▶ What needs to be done:
Retype exactly the lines that run from the line with "Where can the lake" to the final line of the entries, keeping both ends and nothing else.
====
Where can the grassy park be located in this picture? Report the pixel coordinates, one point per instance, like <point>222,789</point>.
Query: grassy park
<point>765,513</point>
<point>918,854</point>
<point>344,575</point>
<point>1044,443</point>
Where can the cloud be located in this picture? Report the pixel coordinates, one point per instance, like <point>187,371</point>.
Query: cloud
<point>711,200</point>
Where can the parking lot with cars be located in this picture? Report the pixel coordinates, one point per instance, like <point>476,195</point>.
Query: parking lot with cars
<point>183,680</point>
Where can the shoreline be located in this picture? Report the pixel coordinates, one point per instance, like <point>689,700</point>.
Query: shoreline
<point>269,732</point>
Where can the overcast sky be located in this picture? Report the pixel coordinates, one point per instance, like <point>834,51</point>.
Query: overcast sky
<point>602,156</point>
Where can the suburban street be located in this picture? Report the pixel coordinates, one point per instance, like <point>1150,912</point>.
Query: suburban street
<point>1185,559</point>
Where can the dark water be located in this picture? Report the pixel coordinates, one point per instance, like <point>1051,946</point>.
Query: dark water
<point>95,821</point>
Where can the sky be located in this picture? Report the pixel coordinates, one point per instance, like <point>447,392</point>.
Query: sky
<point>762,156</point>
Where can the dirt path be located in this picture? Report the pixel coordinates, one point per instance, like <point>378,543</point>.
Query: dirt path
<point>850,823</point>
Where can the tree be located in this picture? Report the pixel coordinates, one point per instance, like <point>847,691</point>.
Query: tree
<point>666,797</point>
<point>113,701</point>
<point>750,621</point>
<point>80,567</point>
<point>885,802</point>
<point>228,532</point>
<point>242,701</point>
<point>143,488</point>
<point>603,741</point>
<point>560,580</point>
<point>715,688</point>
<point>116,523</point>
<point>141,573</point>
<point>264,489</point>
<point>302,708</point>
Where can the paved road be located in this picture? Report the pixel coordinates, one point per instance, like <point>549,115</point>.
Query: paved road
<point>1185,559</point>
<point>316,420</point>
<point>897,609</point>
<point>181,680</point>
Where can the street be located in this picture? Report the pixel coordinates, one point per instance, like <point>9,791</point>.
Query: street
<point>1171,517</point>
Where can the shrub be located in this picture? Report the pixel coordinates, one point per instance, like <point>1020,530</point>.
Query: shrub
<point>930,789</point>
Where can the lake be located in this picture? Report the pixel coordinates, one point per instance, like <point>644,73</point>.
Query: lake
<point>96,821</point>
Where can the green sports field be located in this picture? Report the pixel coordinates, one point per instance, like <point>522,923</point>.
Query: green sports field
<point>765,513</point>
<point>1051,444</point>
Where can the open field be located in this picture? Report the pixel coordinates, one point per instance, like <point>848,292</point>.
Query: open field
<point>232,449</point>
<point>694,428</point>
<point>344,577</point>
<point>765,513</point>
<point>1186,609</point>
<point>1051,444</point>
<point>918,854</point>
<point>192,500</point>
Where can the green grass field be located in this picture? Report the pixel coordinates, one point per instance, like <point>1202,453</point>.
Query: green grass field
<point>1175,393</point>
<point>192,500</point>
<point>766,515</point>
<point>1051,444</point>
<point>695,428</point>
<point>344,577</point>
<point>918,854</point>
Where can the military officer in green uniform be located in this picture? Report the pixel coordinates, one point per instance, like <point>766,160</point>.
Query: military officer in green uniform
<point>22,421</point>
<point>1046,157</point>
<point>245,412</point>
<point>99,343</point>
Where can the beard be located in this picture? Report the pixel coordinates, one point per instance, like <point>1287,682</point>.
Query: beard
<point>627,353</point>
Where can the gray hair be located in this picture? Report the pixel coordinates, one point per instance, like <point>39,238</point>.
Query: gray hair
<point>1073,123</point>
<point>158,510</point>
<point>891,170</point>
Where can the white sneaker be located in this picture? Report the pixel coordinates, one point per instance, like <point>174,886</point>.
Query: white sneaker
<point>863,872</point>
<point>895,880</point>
====
▶ Correct answer:
Where can the lake be located in this picture? Report the pixel coordinates, one point per instance, like <point>644,73</point>.
Query: lake
<point>96,821</point>
Where can the green sports field be located in this picture? Report the pixel coordinates, one point per instance, like <point>522,923</point>.
Query: green sports field
<point>765,513</point>
<point>1051,444</point>
Where can the open field be located in this picture? Report the pixel coordinates, one point per instance, like <point>848,292</point>.
Query: open field
<point>232,449</point>
<point>694,428</point>
<point>344,577</point>
<point>765,513</point>
<point>1186,609</point>
<point>1051,444</point>
<point>918,854</point>
<point>192,500</point>
Where can the green grass field be located in this picture? Report the pixel coordinates, one point per instance, like <point>1202,453</point>.
Query: green grass field
<point>1175,393</point>
<point>192,500</point>
<point>766,515</point>
<point>1051,444</point>
<point>695,428</point>
<point>344,577</point>
<point>918,854</point>
Where can the military officer in green uniform be located in this picture? Report the pixel coordinates, one point per instance, like <point>766,160</point>.
Query: military officer in green uniform
<point>22,421</point>
<point>1046,157</point>
<point>245,412</point>
<point>99,343</point>
Where can the beard be located in this picture? Report the pixel coordinates, one point per instance, like <point>1287,682</point>.
Query: beard
<point>627,353</point>
Where can the gray hair be located in this picture? Report the pixel coordinates, one point per instance, like <point>39,238</point>.
Query: gray hair
<point>1073,123</point>
<point>158,510</point>
<point>891,170</point>
Where can the white sneaker be located in this picture? Report the pixel coordinates, one point per instance, like <point>174,886</point>.
Query: white sneaker
<point>863,872</point>
<point>895,880</point>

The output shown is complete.